### What you are asked to do
Reproduce all the records below in full, including each labeling instruction, and shift every answer point by adding 107 to both of its coordinates. Leave the sample coordinates inside the instructions unchanged.

### The records
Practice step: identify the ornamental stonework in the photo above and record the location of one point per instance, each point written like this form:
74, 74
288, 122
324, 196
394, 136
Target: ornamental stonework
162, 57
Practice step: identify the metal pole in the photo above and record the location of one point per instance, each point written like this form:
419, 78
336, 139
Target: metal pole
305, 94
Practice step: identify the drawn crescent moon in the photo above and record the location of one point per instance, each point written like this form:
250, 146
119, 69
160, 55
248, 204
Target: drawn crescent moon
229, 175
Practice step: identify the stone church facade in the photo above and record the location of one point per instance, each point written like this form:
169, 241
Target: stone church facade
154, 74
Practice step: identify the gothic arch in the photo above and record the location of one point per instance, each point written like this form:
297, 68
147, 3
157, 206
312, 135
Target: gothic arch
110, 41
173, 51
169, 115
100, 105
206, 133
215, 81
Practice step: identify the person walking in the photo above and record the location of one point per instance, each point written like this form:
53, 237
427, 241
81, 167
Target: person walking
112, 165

### Exercise answer
Practice step: identify the ornamental stonework in the photo above and record the location of one point per instance, each point written like this form:
74, 74
288, 122
324, 196
394, 136
Target: ornamental stonework
269, 164
Practice step: identify the metal pole in the photo above and record the location of one point per instance, each point written like this form:
419, 78
336, 139
Target: metal pole
412, 201
Practice step: identify the drawn crescent moon in the photo above and record the location of one point per instance, each point written like this form:
250, 146
119, 69
160, 55
248, 204
Target: drawn crescent moon
336, 282
Practice step: identify the stone church facade in the photo above and record the location of one point per instance, each point written like this form:
169, 241
Target: stone church facade
261, 181
Practice step: identify the gothic arch in the photo above and record the location of one point per instance, each point written like this form:
297, 68
147, 3
157, 206
312, 135
Target: gothic arch
217, 148
280, 158
276, 222
207, 212
313, 240
322, 188
Practice step: identify the person walking in the photo above and record the location of one point per instance, each point written like this form:
53, 237
427, 241
81, 167
Target: person walking
219, 272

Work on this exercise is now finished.